*본문 발췌*
Deep Learning from Scratch1 - Ch4 신경망 학습 구현

2 minute read

시험데이터로 평가하기

2층 신경망 구현

import sys, os
sys.path.append(os.pardir)
from common.functions import *
from common.gradient import numerical_gradient

class TwoLayerNet:
    #초기화 메서드
    def __init__(self, input_size, hidden_size, output_size, weight_init_std = 0.01):        
        self.params = {}
        self.params['W1'] = weight_init_std * np.random.randn(input_size, hidden_size)
        self.params['b1'] = np.zeros(hidden_size) # 0으로 가득찬 hidden_size 크기의 1차원 배열을 형성
        self.params['W2'] = weight_init_std * np.random.randn(hidden_size, output_size)
        self.params['b2'] = np.zeros(output_size)

    #예측함수
    def predict(self, x):
        W1, W2 = self.params['W1'], self.params['W2']
        b1, b2 = self.params['b1'], self.params['b2']
        
        a1 = np.dot(x, W1) + b1
        z1 = sigmoid(a1)
        a2 = np.dot(z1, W2) + b2
        y = softmax(a2)
        
        return y

    # 손실함수 값 계산. x: 입력데이터, t: 정답레이블
    def loss(self, x, t):
        y = self.predict(x)

        return cross_entropy_error(y, t)

    # 정확도 계산
    def accuracy(self, x, t):
        y = self.predict(x)
        y = np.argmax(y, axis=1) # 가로축(각 이미지)에서 최대값의 인덱스를 추출
        t = np.argmax(t, axis=1)

        accuracy = np.sum(y==t) / float(x.shape[0]) # 행의 개수(이미지의 개수)로 나눈다.

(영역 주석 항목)
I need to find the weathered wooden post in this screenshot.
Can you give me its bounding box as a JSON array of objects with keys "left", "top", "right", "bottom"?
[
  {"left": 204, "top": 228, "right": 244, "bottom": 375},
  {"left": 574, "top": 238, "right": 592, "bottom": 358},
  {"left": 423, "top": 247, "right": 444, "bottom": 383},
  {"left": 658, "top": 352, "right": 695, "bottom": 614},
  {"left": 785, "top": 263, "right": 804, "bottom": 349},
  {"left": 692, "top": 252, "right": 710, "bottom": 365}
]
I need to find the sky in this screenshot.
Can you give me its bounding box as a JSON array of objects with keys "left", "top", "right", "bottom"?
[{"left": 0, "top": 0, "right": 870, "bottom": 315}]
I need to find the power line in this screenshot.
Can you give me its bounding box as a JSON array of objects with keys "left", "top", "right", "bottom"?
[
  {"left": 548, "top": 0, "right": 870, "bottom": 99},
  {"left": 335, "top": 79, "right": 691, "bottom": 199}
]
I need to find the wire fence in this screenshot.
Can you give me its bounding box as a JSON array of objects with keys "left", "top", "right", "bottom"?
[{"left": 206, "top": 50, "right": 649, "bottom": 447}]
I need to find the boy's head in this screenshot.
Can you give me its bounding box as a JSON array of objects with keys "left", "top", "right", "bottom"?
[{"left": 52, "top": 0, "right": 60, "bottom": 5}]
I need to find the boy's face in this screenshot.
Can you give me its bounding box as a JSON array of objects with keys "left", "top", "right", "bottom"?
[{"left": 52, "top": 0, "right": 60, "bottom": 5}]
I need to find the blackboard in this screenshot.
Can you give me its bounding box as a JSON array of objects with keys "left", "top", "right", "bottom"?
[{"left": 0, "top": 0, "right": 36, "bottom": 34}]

*수행 과제*
a. 위의 신경망 학습 구현 글에서 "from common.functions import"로 시작하여 "self.params['b2'] = np.zeros(output_size)"에 이르는 부분을 한 글자도 바꾸지 말고 인용하시오.
b. 신경망 학습 구현 글이 끝난 지점에 이어질 내용을 작성하시오.

*풀이 결과*
a.
from common.functions import *
from common.gradient import numerical_gradient

class TwoLayerNet:
    #초기화 메서드
    def __init__(self, input_size, hidden_size, output_size, weight_init_std = 0.01):        
        self.params = {}
        self.params['W1'] = weight_init_std * np.random.randn(input_size, hidden_size)
        self.params['b1'] = np.zeros(hidden_size) # 0으로 가득찬 hidden_size 크기의 1차원 배열을 형성
        self.params['W2'] = weight_init_std * np.random.randn(hidden_size, output_size)
        self.params['b2'] = np.zeros(output_size)

b.
        return accuracy

    # 수치미분
    def numerical_gradient(self, x, t):
        loss_W = lambda W: self.loss(x, t)

        grads = {}
        grads['W1'] = numerical_gradient(loss_W, self.params['W1'])
        grads['b1'] = numerical_gradient(loss_W, self.params['b1'])
        grads['W2'] = numerical_gradient(loss_W, self.params['W2'])
        grads['b2'] = numerical_gradient(loss_W, self.params['b2'])
        
        return grads

    # 오차역전파법. 기울기 계산을 고속으로 수행하는 방법
    def gradient(self, x, t):
        W1, W2 = self.params['W1'], self.params['W2']
        b1, b2 = self.params['b1'], self.params['b2']
        grads = {}
        
        batch_num = x.shape[0]
        
        # forward
        a1 = np.dot(x, W1) + b1
        z1 = sigmoid(a1)
        a2 = np.dot(z1, W2) + b2
        y = softmax(a2)
        
        # backward
        dy = (y - t) / batch_num
        grads['W2'] = np.dot(z1.T, dy)
        grads['b2'] = np.sum(dy, axis=0)
        
        da1 = np.dot(dy, W2.T)
        dz1 = sigmoid_grad(a1) * da1
        grads['W1'] = np.dot(x.T, dz1)
        grads['b1'] = np.sum(dz1, axis=0)

        return grads

net = TwoLayerNet(input_size=784, hidden_size=100, output_size=10)
print("가중치와 매개변수의 형상")
print(net.params['W1'].shape)
print(net.params['b1'].shape)
print(net.params['W2'].shape)
print(net.params['b2'].shape)
print()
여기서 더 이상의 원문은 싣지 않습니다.